=== GOAL ===
Repeat the items below word for word, from the line with "Where can you see the faucet spout" up to and including the line with "(355, 1234)".

=== RECORD LIST ===
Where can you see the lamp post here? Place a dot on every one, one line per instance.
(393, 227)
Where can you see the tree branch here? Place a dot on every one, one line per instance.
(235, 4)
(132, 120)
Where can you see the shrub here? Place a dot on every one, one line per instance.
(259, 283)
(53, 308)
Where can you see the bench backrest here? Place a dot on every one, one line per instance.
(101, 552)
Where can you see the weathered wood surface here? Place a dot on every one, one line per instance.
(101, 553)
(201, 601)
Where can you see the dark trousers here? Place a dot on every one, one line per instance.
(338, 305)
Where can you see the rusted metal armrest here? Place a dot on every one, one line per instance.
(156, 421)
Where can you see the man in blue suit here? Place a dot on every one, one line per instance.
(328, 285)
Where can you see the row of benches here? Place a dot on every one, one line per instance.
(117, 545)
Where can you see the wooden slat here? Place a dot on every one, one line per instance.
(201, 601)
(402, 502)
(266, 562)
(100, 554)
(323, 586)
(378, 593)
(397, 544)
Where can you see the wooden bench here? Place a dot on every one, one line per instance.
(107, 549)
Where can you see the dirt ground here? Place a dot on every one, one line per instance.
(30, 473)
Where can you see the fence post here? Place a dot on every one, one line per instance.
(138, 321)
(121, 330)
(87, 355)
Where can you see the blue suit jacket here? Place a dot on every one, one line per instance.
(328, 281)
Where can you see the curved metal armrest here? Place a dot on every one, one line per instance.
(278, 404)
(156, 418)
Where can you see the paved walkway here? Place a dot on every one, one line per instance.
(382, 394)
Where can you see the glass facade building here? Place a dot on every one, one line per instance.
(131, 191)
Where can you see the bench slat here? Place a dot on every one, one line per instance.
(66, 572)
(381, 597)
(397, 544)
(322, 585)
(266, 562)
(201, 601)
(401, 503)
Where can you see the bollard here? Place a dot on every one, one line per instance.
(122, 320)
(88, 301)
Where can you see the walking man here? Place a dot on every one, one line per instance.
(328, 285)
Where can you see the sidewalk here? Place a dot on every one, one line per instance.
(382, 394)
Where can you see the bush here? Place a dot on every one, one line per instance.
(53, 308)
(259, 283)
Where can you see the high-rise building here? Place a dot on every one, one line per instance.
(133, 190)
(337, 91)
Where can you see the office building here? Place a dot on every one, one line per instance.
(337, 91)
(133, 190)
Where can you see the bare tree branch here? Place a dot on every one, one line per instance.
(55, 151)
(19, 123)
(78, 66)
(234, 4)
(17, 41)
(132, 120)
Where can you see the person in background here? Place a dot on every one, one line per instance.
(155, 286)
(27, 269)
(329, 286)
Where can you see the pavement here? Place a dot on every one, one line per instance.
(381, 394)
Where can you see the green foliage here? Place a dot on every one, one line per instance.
==
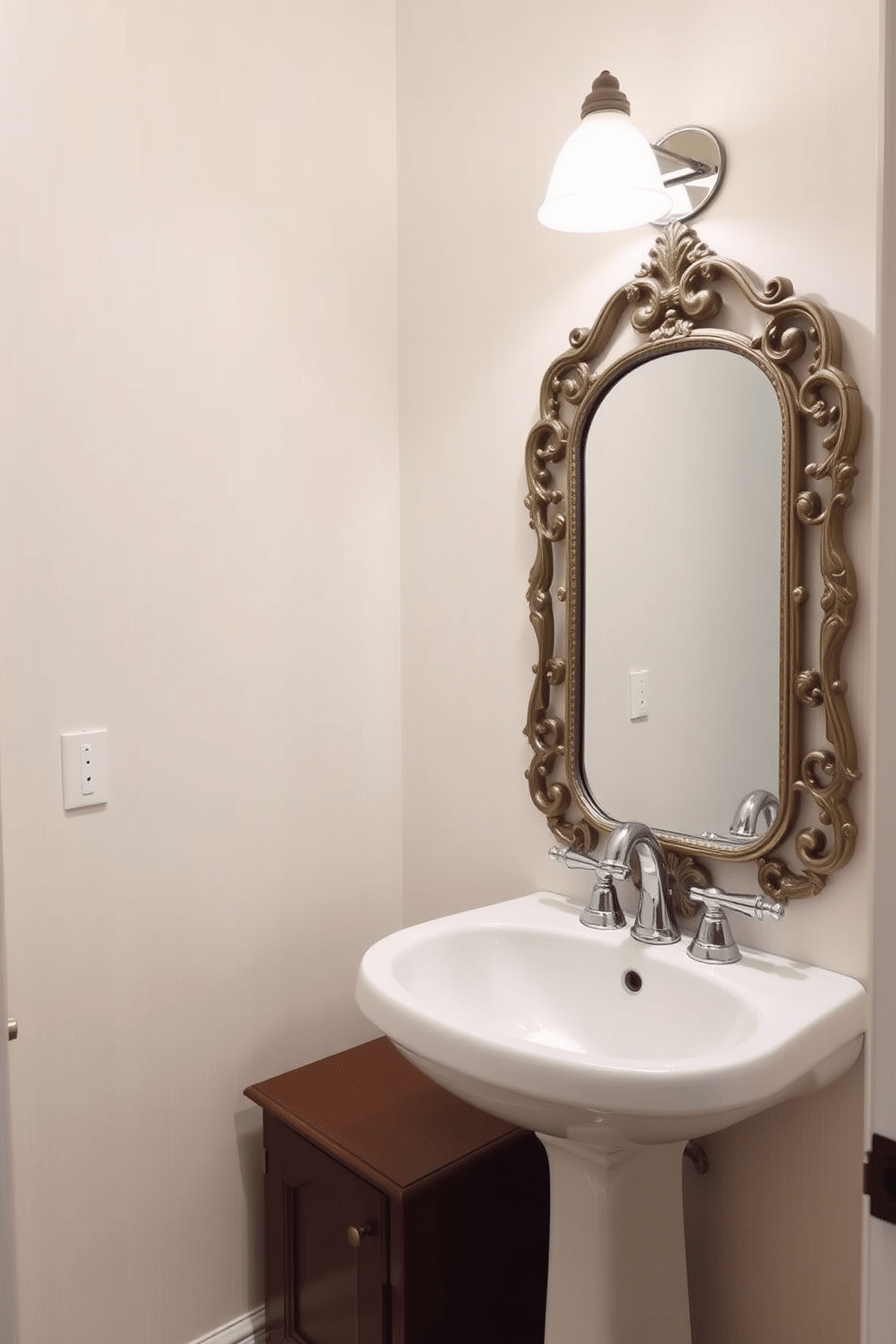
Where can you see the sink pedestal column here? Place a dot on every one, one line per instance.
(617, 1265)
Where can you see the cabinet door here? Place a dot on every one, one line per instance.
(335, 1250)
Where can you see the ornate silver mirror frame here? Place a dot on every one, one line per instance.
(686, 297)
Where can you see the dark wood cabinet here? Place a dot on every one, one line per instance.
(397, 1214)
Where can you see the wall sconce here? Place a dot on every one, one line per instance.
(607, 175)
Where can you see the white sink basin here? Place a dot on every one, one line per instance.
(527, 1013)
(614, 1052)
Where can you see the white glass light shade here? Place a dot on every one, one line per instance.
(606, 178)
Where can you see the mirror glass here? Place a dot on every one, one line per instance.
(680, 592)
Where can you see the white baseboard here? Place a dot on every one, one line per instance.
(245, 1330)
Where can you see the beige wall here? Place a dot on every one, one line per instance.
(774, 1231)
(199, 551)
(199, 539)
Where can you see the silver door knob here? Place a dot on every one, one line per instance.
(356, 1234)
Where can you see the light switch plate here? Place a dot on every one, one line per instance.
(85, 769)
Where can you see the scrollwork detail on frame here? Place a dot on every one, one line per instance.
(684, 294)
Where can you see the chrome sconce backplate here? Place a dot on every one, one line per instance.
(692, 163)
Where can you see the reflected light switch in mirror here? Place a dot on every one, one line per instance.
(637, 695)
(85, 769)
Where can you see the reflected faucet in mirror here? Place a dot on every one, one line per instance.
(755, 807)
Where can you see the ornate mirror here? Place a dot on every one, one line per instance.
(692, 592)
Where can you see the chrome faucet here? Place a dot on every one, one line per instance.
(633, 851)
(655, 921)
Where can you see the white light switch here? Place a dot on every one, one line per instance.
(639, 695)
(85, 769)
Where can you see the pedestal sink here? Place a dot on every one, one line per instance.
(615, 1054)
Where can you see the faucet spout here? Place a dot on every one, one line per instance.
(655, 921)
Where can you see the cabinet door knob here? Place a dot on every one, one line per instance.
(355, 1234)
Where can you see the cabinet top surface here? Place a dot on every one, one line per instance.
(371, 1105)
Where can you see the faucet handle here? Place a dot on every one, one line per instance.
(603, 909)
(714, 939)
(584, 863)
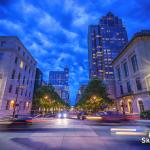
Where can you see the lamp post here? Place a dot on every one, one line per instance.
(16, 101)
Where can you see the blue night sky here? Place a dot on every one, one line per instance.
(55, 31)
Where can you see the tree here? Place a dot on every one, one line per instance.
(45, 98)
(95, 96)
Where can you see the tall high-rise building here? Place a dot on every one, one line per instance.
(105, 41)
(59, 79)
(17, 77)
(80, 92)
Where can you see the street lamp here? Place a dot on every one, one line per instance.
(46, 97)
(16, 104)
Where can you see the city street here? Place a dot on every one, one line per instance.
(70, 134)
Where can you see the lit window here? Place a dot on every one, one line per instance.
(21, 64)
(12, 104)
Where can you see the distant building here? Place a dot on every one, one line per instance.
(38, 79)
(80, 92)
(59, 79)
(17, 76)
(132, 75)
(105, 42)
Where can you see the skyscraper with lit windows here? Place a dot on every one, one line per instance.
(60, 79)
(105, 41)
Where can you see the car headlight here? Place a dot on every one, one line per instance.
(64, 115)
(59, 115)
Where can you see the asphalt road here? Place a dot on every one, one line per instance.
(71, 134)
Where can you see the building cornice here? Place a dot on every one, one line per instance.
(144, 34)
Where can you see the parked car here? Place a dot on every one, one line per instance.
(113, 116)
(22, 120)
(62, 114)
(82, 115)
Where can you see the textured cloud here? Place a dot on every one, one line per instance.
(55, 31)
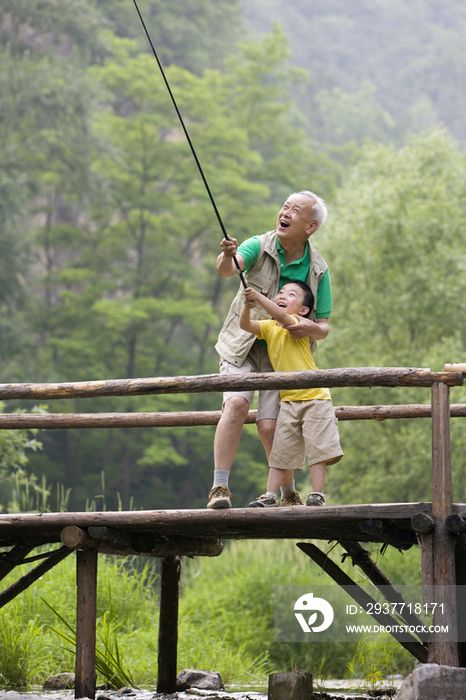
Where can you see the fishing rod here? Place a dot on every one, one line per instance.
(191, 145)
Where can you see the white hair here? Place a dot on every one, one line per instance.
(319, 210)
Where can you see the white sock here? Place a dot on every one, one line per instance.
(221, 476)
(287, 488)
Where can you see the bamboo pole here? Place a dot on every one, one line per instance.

=== TASK RESPONSE ===
Where can you see the faucet spout here? Place a dot on every one, one line per instance.
(655, 921)
Where can you see the cabinet door knob here? Place a dot on every one, one line per instance.
(355, 1234)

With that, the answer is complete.